[Task] Report how many lines below contain the string "item". Give only the number.

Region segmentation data
--------------------------------------------------
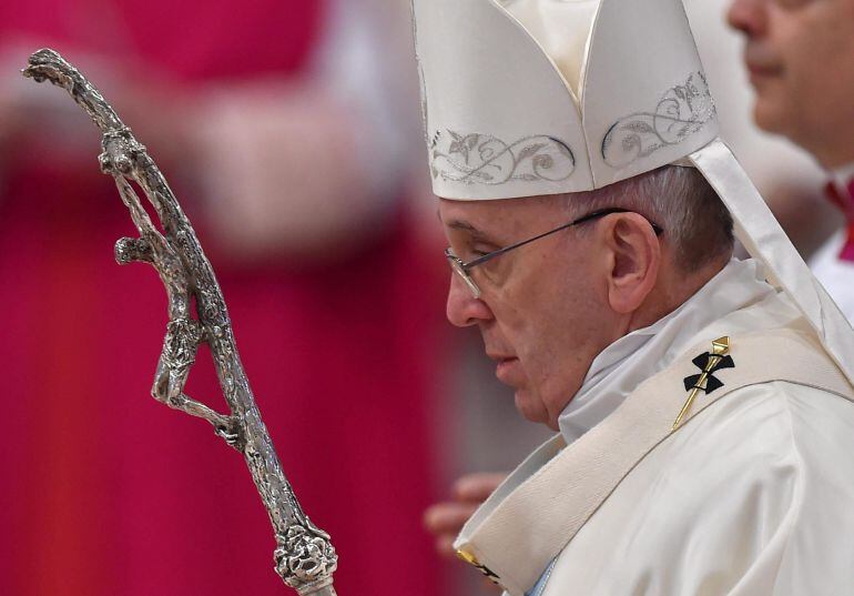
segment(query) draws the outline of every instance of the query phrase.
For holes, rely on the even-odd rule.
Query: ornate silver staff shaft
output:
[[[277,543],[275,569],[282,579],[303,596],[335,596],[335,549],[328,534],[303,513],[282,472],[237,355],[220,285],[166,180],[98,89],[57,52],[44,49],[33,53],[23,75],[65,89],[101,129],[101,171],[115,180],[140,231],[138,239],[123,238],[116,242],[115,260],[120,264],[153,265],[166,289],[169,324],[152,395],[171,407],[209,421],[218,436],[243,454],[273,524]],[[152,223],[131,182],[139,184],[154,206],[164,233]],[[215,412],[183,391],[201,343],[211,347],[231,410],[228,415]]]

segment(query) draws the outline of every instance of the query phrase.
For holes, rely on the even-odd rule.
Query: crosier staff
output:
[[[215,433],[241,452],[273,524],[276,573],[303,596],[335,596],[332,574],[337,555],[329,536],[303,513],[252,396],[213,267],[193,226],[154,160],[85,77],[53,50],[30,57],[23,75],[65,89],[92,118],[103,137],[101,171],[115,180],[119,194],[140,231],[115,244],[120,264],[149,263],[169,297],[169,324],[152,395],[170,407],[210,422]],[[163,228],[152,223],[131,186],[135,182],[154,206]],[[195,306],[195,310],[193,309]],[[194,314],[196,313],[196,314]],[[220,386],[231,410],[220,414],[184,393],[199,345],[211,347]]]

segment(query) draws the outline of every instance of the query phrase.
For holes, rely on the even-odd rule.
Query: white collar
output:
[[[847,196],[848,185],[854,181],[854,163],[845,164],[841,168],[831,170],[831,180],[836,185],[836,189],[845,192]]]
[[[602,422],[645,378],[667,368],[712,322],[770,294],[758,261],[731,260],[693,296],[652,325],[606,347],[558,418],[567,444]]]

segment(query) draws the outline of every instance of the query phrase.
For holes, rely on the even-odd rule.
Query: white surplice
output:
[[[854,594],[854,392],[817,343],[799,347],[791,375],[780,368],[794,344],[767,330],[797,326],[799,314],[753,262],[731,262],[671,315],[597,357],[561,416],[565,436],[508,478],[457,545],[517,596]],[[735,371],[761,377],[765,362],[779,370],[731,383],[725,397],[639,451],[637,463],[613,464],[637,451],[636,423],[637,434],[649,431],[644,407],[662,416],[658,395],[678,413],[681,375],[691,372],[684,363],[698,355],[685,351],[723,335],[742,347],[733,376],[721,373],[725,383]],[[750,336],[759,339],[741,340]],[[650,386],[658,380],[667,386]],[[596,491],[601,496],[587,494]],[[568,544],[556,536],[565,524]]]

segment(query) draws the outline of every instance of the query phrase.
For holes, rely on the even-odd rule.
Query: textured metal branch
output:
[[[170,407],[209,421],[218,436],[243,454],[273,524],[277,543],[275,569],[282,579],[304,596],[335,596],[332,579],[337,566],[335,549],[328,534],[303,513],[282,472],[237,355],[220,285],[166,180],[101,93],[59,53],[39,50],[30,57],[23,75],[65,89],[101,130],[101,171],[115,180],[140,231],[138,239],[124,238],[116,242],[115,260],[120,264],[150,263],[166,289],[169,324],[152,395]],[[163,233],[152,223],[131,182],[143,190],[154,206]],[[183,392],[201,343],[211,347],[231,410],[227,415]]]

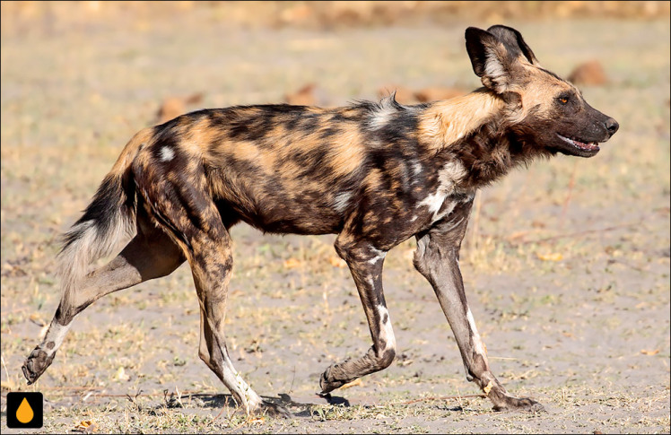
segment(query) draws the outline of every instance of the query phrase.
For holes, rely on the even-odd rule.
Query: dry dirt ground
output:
--------------------------------------------------
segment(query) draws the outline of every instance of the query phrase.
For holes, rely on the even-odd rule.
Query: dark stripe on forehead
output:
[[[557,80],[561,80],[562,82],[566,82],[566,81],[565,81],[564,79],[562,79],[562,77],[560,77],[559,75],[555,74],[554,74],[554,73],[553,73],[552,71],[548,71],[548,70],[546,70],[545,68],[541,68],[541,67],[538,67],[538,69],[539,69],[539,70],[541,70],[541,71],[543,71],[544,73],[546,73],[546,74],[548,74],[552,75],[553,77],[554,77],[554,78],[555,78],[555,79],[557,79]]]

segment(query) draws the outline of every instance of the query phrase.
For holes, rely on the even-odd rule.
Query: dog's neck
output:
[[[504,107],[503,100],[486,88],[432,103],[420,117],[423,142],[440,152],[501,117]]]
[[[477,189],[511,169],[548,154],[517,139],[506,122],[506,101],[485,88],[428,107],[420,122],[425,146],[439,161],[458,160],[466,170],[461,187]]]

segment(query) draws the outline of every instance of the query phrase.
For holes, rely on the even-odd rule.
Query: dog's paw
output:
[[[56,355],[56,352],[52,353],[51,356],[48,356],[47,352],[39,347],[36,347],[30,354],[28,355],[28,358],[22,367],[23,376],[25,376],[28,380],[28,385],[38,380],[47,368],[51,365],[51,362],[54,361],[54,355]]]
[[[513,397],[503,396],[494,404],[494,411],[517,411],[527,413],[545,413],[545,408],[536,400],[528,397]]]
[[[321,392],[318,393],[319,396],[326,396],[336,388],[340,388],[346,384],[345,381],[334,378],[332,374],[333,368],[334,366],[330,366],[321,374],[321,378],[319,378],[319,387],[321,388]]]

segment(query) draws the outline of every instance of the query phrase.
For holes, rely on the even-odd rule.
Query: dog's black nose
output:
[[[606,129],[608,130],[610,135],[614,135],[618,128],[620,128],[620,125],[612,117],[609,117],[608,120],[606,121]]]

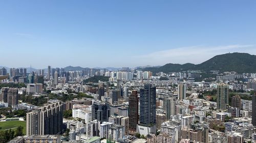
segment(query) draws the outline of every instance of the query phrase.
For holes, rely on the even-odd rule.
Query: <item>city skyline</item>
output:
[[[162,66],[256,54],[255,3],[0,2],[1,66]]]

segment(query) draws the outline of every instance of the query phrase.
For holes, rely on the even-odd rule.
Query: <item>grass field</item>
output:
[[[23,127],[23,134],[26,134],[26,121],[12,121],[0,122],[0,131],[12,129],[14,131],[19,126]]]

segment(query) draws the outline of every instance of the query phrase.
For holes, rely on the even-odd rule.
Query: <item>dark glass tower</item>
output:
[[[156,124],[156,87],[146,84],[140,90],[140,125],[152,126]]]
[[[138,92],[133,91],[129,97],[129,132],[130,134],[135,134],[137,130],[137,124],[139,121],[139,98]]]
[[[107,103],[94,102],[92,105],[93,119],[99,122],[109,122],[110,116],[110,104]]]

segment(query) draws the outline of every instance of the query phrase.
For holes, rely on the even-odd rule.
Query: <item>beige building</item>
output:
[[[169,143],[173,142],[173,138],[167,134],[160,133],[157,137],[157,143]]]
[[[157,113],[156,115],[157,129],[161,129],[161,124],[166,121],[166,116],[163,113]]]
--------------------------------------------------
[Response to this task] 4